--- Start Material provided ---

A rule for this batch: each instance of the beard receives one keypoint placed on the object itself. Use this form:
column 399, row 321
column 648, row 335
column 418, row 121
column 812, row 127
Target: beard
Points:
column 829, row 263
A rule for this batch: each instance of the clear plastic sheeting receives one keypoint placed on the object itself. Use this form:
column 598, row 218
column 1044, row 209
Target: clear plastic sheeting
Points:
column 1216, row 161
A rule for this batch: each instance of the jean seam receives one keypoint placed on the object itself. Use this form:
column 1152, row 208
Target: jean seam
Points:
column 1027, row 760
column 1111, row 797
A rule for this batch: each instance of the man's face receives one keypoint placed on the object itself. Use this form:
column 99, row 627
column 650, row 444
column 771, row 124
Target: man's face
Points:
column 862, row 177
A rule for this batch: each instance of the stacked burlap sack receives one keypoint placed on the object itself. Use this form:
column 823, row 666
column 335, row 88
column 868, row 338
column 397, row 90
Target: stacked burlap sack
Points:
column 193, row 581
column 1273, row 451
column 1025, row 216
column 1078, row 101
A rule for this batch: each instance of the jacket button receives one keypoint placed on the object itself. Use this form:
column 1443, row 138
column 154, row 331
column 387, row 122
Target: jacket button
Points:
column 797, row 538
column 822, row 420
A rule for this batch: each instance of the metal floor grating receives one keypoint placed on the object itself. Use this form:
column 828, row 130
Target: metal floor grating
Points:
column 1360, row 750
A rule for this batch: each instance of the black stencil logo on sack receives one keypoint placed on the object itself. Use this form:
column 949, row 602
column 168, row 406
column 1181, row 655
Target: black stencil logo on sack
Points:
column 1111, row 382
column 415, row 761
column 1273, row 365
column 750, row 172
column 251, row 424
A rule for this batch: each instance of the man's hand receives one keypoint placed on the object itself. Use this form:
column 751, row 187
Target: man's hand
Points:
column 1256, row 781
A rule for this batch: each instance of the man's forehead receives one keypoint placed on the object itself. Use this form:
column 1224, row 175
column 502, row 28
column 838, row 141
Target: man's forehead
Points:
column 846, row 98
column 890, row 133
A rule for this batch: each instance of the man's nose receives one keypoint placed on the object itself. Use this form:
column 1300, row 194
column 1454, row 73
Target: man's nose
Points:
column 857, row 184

--- End Material provided ---

Required task: Return the entries from the line containing "A rule for this batch: each instance of the stacked" through the line containing "column 1078, row 101", both included, copied verbatim.

Right answer:
A rule for this batch: each instance of the stacked burlap sack receives one keypoint placed on the object itself. Use this form:
column 823, row 666
column 335, row 88
column 868, row 338
column 397, row 90
Target: stacked burlap sack
Points:
column 193, row 581
column 1273, row 451
column 1025, row 216
column 1078, row 101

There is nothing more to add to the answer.